◆ Exercise goal:
Please return every line of the records that contains the word "dirt".

◆ Study material:
# # # #

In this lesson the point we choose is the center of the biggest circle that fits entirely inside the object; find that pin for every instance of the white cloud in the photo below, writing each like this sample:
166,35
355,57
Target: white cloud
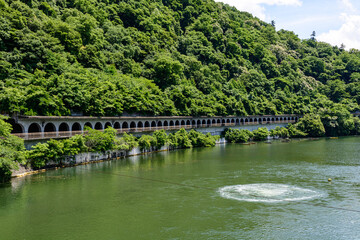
347,4
348,34
256,6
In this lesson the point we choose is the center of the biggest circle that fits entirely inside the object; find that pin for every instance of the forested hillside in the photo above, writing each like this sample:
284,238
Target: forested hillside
169,57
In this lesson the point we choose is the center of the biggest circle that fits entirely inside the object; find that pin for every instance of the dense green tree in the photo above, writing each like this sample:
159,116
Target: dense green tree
163,58
12,151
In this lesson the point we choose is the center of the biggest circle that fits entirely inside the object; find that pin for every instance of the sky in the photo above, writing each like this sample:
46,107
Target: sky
334,21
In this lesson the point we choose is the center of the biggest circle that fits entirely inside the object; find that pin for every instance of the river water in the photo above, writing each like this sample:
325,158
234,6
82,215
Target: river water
233,191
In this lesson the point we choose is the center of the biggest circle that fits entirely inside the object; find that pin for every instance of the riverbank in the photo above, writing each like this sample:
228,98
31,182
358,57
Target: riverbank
92,157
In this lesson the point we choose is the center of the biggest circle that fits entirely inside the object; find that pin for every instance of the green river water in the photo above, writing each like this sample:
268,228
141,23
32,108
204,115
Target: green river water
260,191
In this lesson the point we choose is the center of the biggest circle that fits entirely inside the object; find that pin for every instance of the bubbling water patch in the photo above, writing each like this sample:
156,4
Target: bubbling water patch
267,192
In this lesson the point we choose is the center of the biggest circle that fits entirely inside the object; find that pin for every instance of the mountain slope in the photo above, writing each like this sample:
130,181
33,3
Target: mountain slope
179,57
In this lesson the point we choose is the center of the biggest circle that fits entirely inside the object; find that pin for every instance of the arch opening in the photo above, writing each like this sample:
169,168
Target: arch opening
64,127
98,126
125,125
153,124
108,124
87,124
117,125
50,127
76,127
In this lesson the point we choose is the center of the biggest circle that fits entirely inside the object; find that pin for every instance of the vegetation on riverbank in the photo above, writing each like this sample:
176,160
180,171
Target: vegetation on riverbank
12,151
56,151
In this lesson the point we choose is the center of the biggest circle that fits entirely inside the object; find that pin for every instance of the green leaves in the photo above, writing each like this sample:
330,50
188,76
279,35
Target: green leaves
162,58
12,151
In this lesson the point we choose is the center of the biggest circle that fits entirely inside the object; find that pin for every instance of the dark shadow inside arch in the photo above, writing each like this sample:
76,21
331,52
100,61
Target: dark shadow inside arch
76,127
108,124
117,125
98,126
49,127
64,127
34,127
87,124
125,125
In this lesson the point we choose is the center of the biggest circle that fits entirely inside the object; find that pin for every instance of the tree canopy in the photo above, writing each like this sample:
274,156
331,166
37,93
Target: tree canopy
179,57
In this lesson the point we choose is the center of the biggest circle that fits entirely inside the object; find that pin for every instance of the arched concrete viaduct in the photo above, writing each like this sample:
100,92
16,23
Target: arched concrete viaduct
68,126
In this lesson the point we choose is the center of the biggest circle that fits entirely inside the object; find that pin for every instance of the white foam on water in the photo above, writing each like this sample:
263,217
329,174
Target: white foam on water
267,192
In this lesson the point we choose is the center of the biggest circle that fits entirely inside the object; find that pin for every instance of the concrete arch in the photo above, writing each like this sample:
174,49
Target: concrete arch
117,125
76,127
87,124
153,124
64,127
49,127
17,128
125,125
107,124
98,126
34,127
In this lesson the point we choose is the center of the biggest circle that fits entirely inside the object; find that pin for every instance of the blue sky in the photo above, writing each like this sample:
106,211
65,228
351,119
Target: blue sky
334,21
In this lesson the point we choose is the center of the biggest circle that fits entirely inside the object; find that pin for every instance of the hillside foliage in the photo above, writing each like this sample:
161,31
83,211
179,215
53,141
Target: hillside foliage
162,57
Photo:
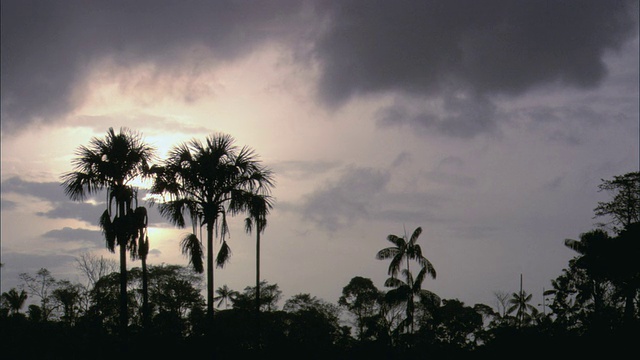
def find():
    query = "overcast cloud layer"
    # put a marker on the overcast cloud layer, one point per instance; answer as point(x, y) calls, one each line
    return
point(461, 52)
point(488, 123)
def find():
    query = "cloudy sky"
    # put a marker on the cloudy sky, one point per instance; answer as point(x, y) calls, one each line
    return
point(490, 124)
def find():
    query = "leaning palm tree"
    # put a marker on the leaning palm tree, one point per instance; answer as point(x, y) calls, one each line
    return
point(520, 304)
point(209, 182)
point(405, 292)
point(405, 250)
point(112, 164)
point(225, 294)
point(258, 210)
point(15, 300)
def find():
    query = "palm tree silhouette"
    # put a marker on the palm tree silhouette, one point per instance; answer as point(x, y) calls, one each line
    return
point(520, 304)
point(225, 294)
point(404, 250)
point(15, 300)
point(112, 163)
point(209, 182)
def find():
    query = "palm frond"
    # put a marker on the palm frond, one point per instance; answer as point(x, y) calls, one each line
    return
point(192, 248)
point(223, 255)
point(396, 240)
point(386, 253)
point(394, 282)
point(415, 235)
point(108, 229)
point(574, 245)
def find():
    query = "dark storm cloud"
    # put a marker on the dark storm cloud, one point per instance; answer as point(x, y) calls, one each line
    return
point(465, 53)
point(424, 49)
point(8, 205)
point(47, 45)
point(488, 47)
point(62, 207)
point(362, 194)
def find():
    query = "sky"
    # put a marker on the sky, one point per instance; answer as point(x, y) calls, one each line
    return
point(490, 124)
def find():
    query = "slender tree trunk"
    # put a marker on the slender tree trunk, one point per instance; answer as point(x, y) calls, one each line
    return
point(122, 243)
point(210, 274)
point(258, 332)
point(145, 294)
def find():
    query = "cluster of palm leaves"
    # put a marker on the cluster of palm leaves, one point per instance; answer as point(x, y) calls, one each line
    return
point(404, 292)
point(202, 182)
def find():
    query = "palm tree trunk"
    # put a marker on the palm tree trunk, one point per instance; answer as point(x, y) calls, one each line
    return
point(145, 295)
point(122, 243)
point(210, 273)
point(258, 288)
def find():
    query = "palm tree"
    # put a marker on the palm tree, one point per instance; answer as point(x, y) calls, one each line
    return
point(258, 211)
point(225, 294)
point(15, 300)
point(406, 292)
point(405, 250)
point(209, 182)
point(112, 163)
point(520, 303)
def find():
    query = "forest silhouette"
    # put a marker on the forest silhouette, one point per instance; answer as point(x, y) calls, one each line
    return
point(164, 311)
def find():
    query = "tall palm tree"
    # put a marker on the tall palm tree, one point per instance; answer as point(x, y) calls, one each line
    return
point(520, 304)
point(259, 208)
point(15, 300)
point(111, 164)
point(406, 292)
point(405, 250)
point(225, 294)
point(209, 181)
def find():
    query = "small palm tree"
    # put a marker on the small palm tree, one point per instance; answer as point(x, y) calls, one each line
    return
point(15, 300)
point(113, 163)
point(405, 250)
point(405, 292)
point(225, 294)
point(520, 304)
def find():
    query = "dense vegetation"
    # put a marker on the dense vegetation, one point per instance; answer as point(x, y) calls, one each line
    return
point(160, 310)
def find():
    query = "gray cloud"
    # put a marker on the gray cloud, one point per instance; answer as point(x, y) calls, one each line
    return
point(62, 207)
point(461, 117)
point(70, 234)
point(465, 55)
point(47, 46)
point(86, 212)
point(48, 191)
point(485, 47)
point(303, 169)
point(480, 49)
point(8, 205)
point(361, 194)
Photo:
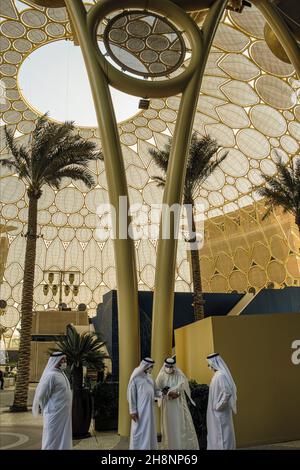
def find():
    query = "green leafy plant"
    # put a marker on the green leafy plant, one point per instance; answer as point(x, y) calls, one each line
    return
point(283, 189)
point(81, 350)
point(201, 162)
point(55, 151)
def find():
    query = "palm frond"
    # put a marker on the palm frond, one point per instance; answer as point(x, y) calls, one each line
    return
point(161, 182)
point(85, 349)
point(76, 173)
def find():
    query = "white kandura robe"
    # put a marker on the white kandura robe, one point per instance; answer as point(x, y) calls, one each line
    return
point(178, 431)
point(220, 429)
point(55, 400)
point(141, 397)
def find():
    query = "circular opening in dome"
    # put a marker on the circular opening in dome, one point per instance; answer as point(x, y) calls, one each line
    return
point(53, 78)
point(144, 44)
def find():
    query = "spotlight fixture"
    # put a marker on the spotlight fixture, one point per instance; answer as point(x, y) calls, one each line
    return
point(144, 103)
point(238, 5)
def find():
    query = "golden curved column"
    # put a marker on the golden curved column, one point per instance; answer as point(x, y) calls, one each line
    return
point(101, 74)
point(163, 302)
point(282, 31)
point(128, 311)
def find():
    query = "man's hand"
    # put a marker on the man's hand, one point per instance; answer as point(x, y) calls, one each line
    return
point(134, 416)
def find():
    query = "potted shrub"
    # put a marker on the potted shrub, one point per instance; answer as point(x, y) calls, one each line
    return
point(81, 350)
point(106, 400)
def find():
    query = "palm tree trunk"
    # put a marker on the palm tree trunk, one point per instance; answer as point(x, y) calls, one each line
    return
point(196, 273)
point(21, 392)
point(297, 220)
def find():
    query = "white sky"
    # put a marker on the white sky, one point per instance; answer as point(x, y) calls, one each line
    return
point(53, 78)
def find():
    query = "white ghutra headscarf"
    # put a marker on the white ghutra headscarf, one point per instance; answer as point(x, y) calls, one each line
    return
point(219, 364)
point(182, 379)
point(140, 370)
point(53, 360)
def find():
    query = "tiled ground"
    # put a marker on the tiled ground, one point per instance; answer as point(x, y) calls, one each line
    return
point(21, 431)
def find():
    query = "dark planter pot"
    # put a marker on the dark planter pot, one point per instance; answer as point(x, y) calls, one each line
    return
point(81, 413)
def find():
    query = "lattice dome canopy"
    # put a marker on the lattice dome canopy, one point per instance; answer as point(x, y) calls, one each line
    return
point(249, 102)
point(144, 43)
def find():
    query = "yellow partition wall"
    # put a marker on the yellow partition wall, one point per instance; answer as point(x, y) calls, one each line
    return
point(257, 349)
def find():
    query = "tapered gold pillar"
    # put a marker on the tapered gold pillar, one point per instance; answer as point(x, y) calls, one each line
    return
point(128, 319)
point(282, 31)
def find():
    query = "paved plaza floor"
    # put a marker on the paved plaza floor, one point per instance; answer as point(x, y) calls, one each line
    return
point(21, 431)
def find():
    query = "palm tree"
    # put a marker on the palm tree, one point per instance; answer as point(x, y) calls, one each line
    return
point(54, 152)
point(283, 189)
point(201, 162)
point(81, 350)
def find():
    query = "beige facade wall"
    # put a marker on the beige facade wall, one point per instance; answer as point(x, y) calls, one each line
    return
point(242, 251)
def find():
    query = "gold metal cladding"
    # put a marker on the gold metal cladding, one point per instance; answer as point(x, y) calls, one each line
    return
point(134, 86)
point(282, 31)
point(163, 301)
point(128, 311)
point(274, 44)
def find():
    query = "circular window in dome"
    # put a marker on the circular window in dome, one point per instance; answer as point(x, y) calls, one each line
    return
point(144, 43)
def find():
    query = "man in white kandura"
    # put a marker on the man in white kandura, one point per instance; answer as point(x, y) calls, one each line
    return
point(53, 397)
point(221, 403)
point(178, 431)
point(141, 394)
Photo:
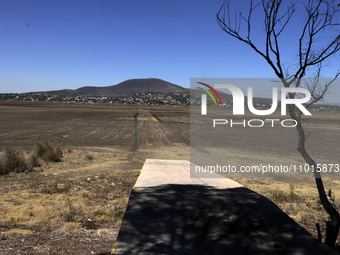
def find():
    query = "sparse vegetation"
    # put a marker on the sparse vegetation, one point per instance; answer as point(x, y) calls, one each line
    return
point(112, 213)
point(48, 153)
point(89, 157)
point(13, 161)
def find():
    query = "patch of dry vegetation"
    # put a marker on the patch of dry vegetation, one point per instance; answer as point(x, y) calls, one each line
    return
point(15, 161)
point(298, 198)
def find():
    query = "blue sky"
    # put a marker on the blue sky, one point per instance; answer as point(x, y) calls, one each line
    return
point(51, 45)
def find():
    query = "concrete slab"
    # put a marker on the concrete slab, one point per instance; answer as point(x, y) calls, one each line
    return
point(171, 213)
point(157, 172)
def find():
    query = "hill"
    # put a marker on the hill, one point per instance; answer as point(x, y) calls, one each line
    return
point(128, 87)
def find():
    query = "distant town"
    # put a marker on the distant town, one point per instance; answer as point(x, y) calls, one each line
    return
point(143, 98)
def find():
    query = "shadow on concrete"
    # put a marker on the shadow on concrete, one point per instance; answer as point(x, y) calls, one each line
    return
point(197, 219)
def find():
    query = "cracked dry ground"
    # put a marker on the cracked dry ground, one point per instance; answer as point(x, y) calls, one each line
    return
point(76, 206)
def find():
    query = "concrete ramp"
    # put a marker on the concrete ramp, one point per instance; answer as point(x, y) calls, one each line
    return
point(171, 213)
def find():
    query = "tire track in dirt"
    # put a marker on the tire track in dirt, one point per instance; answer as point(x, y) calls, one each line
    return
point(135, 143)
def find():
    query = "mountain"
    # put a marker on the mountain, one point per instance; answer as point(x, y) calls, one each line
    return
point(127, 87)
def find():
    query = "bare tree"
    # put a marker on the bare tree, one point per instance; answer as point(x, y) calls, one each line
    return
point(312, 51)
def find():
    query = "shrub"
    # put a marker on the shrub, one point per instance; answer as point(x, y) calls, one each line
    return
point(48, 153)
point(34, 160)
point(89, 157)
point(13, 161)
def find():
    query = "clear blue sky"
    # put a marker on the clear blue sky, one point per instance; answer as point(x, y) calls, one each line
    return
point(51, 45)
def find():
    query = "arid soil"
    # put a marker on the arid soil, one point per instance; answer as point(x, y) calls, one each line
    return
point(76, 206)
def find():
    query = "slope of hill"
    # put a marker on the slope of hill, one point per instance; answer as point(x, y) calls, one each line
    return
point(127, 87)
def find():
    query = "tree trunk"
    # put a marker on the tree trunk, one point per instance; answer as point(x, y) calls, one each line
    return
point(332, 226)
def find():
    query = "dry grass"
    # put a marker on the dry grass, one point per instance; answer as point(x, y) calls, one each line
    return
point(71, 191)
point(48, 153)
point(298, 198)
point(69, 227)
point(13, 161)
point(17, 232)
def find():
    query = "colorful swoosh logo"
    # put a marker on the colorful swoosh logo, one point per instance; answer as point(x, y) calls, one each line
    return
point(213, 90)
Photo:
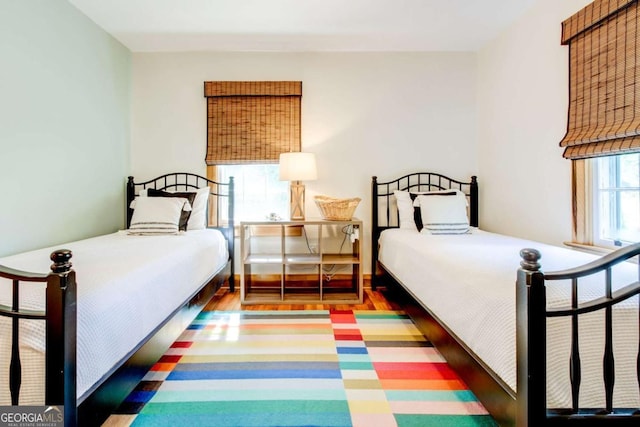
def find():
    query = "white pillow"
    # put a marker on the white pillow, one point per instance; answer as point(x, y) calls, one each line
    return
point(198, 218)
point(405, 210)
point(157, 215)
point(444, 214)
point(407, 206)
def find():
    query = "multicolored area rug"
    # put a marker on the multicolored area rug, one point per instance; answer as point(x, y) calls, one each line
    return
point(303, 368)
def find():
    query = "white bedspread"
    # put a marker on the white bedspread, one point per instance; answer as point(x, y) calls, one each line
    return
point(127, 285)
point(468, 282)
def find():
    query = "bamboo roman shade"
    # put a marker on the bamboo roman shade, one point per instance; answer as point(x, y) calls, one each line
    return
point(252, 122)
point(604, 92)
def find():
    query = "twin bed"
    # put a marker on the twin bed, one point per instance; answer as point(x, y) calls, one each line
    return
point(507, 340)
point(136, 291)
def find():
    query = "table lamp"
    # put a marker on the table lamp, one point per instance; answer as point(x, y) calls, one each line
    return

# # # #

◆ Response below:
    query = "tire track in dirt"
    # put a marker on the tire track in dirt, one point per instance; answer as point(x, y) calls, one each line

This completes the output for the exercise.